EXERCISE: Faithfully repeat all of the records, as they are written below.

RECORDS FOR THE TASK:

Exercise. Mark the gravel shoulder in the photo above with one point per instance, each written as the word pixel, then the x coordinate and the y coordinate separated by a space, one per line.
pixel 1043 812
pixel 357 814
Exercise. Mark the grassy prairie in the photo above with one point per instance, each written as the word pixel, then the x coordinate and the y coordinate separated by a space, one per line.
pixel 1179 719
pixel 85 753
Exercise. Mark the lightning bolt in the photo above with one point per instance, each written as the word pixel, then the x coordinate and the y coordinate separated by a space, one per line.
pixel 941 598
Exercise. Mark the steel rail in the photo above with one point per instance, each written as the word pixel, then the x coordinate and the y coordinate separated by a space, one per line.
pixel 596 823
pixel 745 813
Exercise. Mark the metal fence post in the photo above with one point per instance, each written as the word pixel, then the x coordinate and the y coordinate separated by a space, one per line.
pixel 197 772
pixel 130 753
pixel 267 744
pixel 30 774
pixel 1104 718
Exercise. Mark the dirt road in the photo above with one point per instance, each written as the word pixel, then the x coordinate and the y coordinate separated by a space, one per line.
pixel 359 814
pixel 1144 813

EXERCISE OUTPUT:
Exercise. Mark the gravel shoulder in the photo above with one point per instance, each written as the word pixel, then the x coordinate and the y coordinate separated by a space, one per line.
pixel 1043 812
pixel 357 814
Exercise. Mark the grassy prairie in the photo above with one point per instance, each written as the word pixel, then the x coordinate and the y coordinate separated by a space, one per line.
pixel 1179 719
pixel 85 753
Exercise. Mark the lightning bolt in the photo above with one point per instance, each written as the word pixel, then the x coordinate and the y coordinate separated by a space, one per line.
pixel 941 598
Exercise. Mark the steel rail in the photo above with one point per instance, each written as the word pixel, then the x coordinate and the y coordinate separated by a space, one per line.
pixel 596 823
pixel 745 813
Exercise. Mark the metal fence post in the photo above with one point per instance, each written as the word pixel, then the x coordinate and the y coordinate separated by a space, one per line.
pixel 197 772
pixel 130 753
pixel 267 744
pixel 30 774
pixel 1104 718
Exercise. Mark the dirt road in the photo above with one point per instance, each written as the word pixel, then the x coordinate and the y coordinate separated by a space, one per line.
pixel 359 814
pixel 1144 813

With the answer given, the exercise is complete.